» **Data extract**:
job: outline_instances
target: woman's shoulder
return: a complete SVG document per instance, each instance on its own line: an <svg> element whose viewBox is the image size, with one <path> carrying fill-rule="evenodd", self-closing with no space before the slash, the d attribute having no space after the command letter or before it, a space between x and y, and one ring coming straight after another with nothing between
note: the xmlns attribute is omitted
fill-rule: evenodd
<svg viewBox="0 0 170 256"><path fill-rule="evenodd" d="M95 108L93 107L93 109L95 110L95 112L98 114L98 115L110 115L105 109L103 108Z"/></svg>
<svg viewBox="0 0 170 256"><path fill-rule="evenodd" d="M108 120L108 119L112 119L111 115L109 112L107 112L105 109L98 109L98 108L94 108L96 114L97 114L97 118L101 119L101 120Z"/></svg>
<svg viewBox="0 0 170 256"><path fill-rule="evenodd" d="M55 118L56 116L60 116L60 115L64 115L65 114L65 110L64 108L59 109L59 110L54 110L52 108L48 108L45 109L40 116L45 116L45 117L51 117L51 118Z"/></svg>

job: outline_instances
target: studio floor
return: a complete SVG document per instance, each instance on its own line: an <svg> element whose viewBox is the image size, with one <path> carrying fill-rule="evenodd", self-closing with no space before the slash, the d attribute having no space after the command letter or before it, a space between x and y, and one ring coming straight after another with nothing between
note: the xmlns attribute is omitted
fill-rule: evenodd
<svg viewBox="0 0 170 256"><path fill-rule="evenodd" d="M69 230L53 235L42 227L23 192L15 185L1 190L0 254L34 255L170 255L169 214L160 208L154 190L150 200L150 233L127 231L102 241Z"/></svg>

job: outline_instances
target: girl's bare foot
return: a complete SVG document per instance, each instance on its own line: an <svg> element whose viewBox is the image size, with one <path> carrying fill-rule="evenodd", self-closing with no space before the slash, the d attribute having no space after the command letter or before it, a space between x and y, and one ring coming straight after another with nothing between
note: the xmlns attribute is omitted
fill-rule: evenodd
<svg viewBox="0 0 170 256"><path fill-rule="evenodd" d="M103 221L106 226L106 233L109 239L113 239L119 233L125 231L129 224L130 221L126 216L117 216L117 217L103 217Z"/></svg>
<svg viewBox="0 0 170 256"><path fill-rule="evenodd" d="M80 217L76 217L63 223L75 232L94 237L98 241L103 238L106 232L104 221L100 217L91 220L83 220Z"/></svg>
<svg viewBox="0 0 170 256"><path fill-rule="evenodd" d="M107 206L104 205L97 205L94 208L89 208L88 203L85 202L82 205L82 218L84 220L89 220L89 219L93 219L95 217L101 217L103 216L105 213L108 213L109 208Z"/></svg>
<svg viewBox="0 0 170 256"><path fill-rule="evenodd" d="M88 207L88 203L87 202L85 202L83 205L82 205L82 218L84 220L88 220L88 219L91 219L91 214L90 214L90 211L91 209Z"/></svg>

» **Work to be completed**: Reproduce all of the rows above verbatim, without changing a single character.

» **Output for this exercise**:
job: outline_instances
target: woman's shoulder
return: a complete SVG document per instance, each instance on its own line: an <svg> element whose viewBox is the image size, with one <path> carrying fill-rule="evenodd", self-closing with no space before the slash, the d attribute having no space after the command letter or before it, a space between x and y, and one ring coming straight after another with nothing between
note: the xmlns attribute is omitted
fill-rule: evenodd
<svg viewBox="0 0 170 256"><path fill-rule="evenodd" d="M95 108L93 107L93 109L95 110L95 112L98 114L98 115L110 115L105 109L103 108Z"/></svg>
<svg viewBox="0 0 170 256"><path fill-rule="evenodd" d="M108 120L108 119L112 119L111 115L109 112L107 112L105 109L98 109L98 108L94 108L96 114L97 114L97 118L101 119L101 120Z"/></svg>
<svg viewBox="0 0 170 256"><path fill-rule="evenodd" d="M55 118L56 116L60 116L60 115L64 115L65 114L65 110L64 108L59 109L59 110L54 110L52 108L48 108L45 109L40 116L45 116L45 117L51 117L51 118Z"/></svg>

job: outline_instances
target: studio floor
return: a complete SVG document per instance, each instance on its own line: an <svg> element whose viewBox is the image size, with one <path> carrying fill-rule="evenodd", self-closing with no space before the slash, the d attribute having no space after the command letter or before it, a space between x and y, and one ring coming straight after another with nothing between
note: the xmlns attribute is omitted
fill-rule: evenodd
<svg viewBox="0 0 170 256"><path fill-rule="evenodd" d="M69 230L53 235L42 227L23 192L15 185L1 190L0 254L34 255L170 255L169 214L160 208L154 190L150 200L150 233L127 231L102 241Z"/></svg>

job: outline_instances
target: girl's bare foot
return: a complete SVG document per instance, each instance on its own line: an <svg> element whose viewBox is the image size, with one <path> carrying fill-rule="evenodd", self-closing with no space before the slash, the d attribute having no space after the command letter or before it, a space between x and y, and one ring coming straight after another with nothing between
note: the xmlns attribute is omitted
fill-rule: evenodd
<svg viewBox="0 0 170 256"><path fill-rule="evenodd" d="M103 221L106 226L106 233L109 239L113 239L119 233L125 231L129 224L130 221L126 216L117 216L117 217L103 217Z"/></svg>
<svg viewBox="0 0 170 256"><path fill-rule="evenodd" d="M80 217L76 217L63 223L75 232L94 237L98 241L103 238L106 232L104 221L100 217L91 220L83 220Z"/></svg>
<svg viewBox="0 0 170 256"><path fill-rule="evenodd" d="M107 206L104 205L97 205L94 208L89 208L88 203L85 202L82 205L82 218L84 220L89 220L89 219L93 219L95 217L101 217L103 216L105 213L108 213L109 208Z"/></svg>
<svg viewBox="0 0 170 256"><path fill-rule="evenodd" d="M88 207L88 203L87 202L85 202L83 205L82 205L82 218L84 220L88 220L88 219L91 219L91 214L90 214L90 211L91 209Z"/></svg>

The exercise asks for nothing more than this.